Dr Michael Smith has focused mainly on the earliest stages of stellar evolution: the processes leading to star formation from an initially unstable, collapsing cloud of gas, and the energetic outflows -- jets and winds -- associated with the formation and early evolution of protostars and pre-main-sequence stellar objects.

The observed events associated with star formation are related to diverse physical and dynamical mechanisms. Research has begun in Armagh to determine the relationships between these mechanisms and hence to uncover how low-mass stars like our Sun, as well as more massive stars, even star clusters and stellar systems, form.

The basic building sites for stars are gigantic clouds of cool molecules. The clouds are in limbo: their tendency to gravitational collapse is held up by strong magnetic fields and turbulent motions. The turbulence, revealed by spectroscopic observations, takes the form of chaotic motions at speeds exceeding the speed of sound. The balance is crucial to the appearance of our Universe; without it, the rate at which stars form would be (or, more correctly, would have been) about 30 times faster.
□ □ □ □ □ □ □
■ **PROBLEM A**: Copy the rows word for word, beginning at the first line of the rows and stopping after the line that contains "x=225, y=397".

Labeled-object pointing rows:
□ □ □ □ □ □ □
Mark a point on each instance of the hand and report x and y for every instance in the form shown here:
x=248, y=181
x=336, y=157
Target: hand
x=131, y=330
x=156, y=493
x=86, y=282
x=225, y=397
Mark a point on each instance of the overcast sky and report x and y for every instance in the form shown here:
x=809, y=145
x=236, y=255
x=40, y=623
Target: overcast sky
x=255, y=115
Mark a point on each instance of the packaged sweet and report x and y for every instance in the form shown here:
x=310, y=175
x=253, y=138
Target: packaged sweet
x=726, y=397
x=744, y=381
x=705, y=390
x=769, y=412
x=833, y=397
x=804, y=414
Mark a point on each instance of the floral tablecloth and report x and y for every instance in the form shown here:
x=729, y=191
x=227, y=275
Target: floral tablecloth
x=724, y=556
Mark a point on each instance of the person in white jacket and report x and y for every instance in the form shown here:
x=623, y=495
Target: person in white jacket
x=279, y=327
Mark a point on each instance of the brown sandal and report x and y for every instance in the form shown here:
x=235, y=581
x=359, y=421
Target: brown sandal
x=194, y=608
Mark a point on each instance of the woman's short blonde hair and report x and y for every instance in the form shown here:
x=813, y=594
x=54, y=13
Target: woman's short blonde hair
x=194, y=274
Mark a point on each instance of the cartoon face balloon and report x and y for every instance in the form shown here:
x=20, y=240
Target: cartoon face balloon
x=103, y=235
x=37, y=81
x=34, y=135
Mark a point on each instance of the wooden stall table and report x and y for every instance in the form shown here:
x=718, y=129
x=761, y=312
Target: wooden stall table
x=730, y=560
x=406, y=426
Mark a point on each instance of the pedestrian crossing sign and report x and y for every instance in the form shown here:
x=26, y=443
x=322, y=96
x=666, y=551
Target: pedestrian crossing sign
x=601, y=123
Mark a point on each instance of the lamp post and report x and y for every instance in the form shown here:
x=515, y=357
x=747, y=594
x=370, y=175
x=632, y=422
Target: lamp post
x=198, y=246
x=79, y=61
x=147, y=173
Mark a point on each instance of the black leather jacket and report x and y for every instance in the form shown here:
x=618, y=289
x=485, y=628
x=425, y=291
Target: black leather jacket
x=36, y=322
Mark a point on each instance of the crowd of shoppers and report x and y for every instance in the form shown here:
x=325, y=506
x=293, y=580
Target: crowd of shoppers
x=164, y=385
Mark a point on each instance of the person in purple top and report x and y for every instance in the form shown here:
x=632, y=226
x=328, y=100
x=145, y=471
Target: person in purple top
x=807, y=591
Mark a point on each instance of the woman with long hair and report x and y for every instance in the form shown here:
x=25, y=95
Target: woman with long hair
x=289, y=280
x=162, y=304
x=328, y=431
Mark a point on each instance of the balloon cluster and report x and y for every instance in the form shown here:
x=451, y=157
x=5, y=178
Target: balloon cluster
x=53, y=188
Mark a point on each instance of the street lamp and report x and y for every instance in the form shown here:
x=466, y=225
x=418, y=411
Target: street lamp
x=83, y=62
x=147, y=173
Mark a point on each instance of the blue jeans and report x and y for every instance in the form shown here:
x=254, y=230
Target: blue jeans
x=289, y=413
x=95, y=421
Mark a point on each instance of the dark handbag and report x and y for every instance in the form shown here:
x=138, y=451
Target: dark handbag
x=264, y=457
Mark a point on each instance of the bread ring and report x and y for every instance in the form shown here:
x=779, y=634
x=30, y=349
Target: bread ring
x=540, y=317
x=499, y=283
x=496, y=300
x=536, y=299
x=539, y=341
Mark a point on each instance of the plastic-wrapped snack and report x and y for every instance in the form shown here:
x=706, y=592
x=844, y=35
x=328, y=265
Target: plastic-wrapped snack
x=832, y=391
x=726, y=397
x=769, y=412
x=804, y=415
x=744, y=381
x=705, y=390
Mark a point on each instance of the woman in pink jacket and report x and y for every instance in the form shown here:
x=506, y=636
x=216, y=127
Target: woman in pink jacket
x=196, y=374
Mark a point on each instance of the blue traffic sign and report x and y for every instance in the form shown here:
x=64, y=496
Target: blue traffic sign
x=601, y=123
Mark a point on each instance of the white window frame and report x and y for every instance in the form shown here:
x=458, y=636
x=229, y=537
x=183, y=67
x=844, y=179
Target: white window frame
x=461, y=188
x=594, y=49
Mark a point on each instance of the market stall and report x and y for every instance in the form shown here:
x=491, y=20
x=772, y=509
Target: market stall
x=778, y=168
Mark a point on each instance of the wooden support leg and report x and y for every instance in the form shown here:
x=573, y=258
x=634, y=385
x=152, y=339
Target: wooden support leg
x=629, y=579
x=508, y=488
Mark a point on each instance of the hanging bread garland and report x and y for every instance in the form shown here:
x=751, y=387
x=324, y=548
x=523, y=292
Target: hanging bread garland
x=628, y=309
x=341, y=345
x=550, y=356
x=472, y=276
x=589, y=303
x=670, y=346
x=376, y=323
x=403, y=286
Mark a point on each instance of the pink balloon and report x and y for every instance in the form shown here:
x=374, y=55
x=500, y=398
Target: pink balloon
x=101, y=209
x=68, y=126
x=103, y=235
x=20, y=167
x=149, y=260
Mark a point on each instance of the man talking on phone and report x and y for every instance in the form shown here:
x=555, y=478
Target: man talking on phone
□ □ □ □ □ □ □
■ **PROBLEM B**: Continue the passage on star formation from the point where it ends.

■ **FINAL RESULT A**:
Mark a point on each instance of the hand and report x and y for every instance in the form shown here:
x=248, y=181
x=336, y=157
Target: hand
x=131, y=330
x=156, y=493
x=86, y=282
x=225, y=397

■ **FINAL RESULT B**:
We have ideas about what may be the source of the turbulence (internal jet streams, external shock waves, stellar winds or the Galactic shear) but progress has been hampered by our ignorance of this brand of turbulence: supersonic molecular magnetohydrodynamics. Together with colleagues Mac Low (New York) and Burkert (Heidelberg), we have employed numerical simulations to show that all forms of turbulence decay extremely fast. A range of Mach numbers and magnetic energies has been explored, from which the need for the turbulence to be constantly regenerated has been concluded.

In contrast to our everyday experiences with gases and fluids, magnetic fields are almost frozen into the star-forming material. The pressure of the magnetic field must eventually be relieved if the embryonic star, or `protostar', is to arise. Michael Smith is studying how this occurs. It turns out that the field can gradually slip out of the denser clumps of molecules by a process called ambipolar diffusion (a decoupling process: charged ions become rare, and the neutral molecules then slip between them). Alternatively, the magnetic lines of force can reconnect into new configurations which allow the magnetic pressure to escape or to change form.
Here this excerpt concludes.